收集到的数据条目
+ + + + + + +

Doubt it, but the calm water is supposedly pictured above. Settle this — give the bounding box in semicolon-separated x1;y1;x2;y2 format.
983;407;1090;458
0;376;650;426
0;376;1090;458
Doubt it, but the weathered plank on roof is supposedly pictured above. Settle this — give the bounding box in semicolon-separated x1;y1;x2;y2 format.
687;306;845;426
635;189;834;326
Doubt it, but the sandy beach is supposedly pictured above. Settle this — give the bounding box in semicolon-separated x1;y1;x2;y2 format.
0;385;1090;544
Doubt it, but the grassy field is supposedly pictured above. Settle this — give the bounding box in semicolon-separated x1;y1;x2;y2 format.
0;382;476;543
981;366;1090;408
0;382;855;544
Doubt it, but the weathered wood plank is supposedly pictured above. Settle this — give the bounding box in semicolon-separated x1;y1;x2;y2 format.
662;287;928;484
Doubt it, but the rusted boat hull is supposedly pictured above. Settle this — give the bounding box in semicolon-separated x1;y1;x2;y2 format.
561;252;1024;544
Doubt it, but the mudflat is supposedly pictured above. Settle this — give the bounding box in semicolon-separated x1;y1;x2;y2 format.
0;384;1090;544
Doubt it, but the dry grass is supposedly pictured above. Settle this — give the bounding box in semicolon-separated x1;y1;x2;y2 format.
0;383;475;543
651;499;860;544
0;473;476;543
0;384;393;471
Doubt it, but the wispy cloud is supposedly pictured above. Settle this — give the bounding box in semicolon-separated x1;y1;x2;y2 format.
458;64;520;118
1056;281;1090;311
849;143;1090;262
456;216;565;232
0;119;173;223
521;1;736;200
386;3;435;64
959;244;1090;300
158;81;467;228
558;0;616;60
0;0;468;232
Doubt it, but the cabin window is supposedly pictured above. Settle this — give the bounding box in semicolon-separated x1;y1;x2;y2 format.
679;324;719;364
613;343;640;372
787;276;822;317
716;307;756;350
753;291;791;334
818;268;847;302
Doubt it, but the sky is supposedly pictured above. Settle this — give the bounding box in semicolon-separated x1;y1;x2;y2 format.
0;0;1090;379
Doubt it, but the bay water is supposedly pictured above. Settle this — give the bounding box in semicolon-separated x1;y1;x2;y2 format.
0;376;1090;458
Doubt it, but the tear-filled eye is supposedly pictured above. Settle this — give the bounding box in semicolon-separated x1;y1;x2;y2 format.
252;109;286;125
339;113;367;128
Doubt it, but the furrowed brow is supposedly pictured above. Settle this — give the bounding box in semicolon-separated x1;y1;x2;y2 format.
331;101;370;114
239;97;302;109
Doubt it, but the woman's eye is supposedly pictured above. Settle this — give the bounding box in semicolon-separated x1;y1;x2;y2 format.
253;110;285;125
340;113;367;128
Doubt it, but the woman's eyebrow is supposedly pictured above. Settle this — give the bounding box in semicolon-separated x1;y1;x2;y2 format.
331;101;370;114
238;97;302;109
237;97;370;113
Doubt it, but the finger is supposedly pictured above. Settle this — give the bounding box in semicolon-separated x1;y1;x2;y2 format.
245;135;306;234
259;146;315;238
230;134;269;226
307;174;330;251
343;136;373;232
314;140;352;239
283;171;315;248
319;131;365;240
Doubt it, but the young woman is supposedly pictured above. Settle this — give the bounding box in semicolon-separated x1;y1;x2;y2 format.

+ + + + + + +

• [待办任务]:
请把以上全部材料逐行整理成编号列表，空行不要保留。

• [输出结果]:
1. Doubt it, but the calm water is supposedly pictured above. Settle this — give the bounding box in semicolon-separated x1;y1;x2;y2 format.
2. 983;407;1090;458
3. 0;376;650;426
4. 0;376;1090;458
5. Doubt it, but the weathered plank on roof is supposedly pictured above. Settle this — give the bounding box in semicolon-separated x1;y1;x2;y2 format.
6. 687;306;845;426
7. 635;189;834;326
8. Doubt it, but the sandy beach is supposedly pictured above. Settle this — give the bounding box in semicolon-separated x1;y1;x2;y2 format.
9. 0;385;1090;544
10. Doubt it, but the grassy field is supposedly pictured above. Settle this — give the bounding box in semicolon-separated x1;y1;x2;y2 format.
11. 0;382;476;543
12. 981;366;1090;408
13. 0;382;855;544
14. Doubt it, but the weathered wood plank is supposedly pictured above. Settle this — give the bounding box in semicolon-separated x1;y1;x2;y2 format.
15. 662;287;928;484
16. Doubt it, but the rusted boat hull is supposedly pictured above. Settle this — give the bounding box in semicolon-separated x1;y1;x2;y2 format.
17. 561;252;1024;544
18. Doubt it, but the mudflat is supposedly pictured above. Settle this — give the bounding box in semicolon-separated x1;y1;x2;y2 format.
19. 0;384;1090;544
20. Doubt it, but the dry grass is supposedly pictured above. Settle this — give the bounding box in semicolon-separated x1;y1;x2;y2 format.
21. 0;383;475;543
22. 651;499;860;544
23. 0;473;476;543
24. 0;384;393;471
25. Doubt it, but the wispy cloud is supposedly pictured above. Settle this — give the bounding box in semicolon-separated x1;y1;x2;y2 format.
26. 458;64;520;118
27. 1056;281;1090;311
28. 849;143;1090;262
29. 456;216;565;232
30. 0;119;173;223
31. 521;1;736;200
32. 386;3;435;64
33. 959;244;1090;300
34. 158;81;467;228
35. 558;0;616;60
36. 0;0;468;232
37. Doubt it, but the cabin window is supposedly pictured above. Settle this — give the bounding box in semicolon-separated x1;y1;x2;y2 format.
38. 679;324;719;364
39. 613;343;640;372
40. 787;276;822;317
41. 716;307;756;350
42. 753;291;791;334
43. 818;268;847;302
44. Doubt it, but the sky is supposedly pictured above. Settle this — give the bounding box in semicolon-separated x1;y1;x2;y2 format.
45. 0;0;1090;379
46. Doubt it, but the bay water is supposedly pictured above. Settle this — give the bounding box in semicolon-separated x1;y1;x2;y2 format.
47. 0;376;1090;458
48. Doubt it, but the tear-filled eye is supposedly pictured above. Settle this — give the bounding box in semicolon-separated x1;y1;x2;y2 format.
49. 252;109;286;125
50. 339;113;367;128
51. Doubt it, but the furrowed brow is supposedly pictured above. Settle this — give the bounding box in semicolon-separated x1;y1;x2;y2 format.
52. 331;101;370;114
53. 239;97;302;109
54. Doubt it, but the woman's eye is supposedly pictured above. Settle this — give the bounding box in semicolon-separated x1;y1;x2;y2 format.
55. 253;110;285;125
56. 340;113;367;128
57. Doubt it, but the woman's eyebrow is supposedly pictured above. Settle this — give the bounding box in semicolon-separated x1;y1;x2;y2 format.
58. 331;101;370;114
59. 238;97;302;109
60. 237;97;370;113
61. Doubt it, but the finger is supposedly pictured above. Settle this — give the bounding box in semicolon-separated x1;y1;x2;y2 format.
62. 245;135;306;234
63. 259;146;315;238
64. 230;134;269;226
65. 307;174;330;251
66. 343;136;373;232
67. 314;140;352;239
68. 283;171;315;248
69. 319;131;365;240
70. Doubt it, but the young woman is supposedly pictured above. Settle this — give the bounding box in semicolon-separated x1;y1;x2;y2 format.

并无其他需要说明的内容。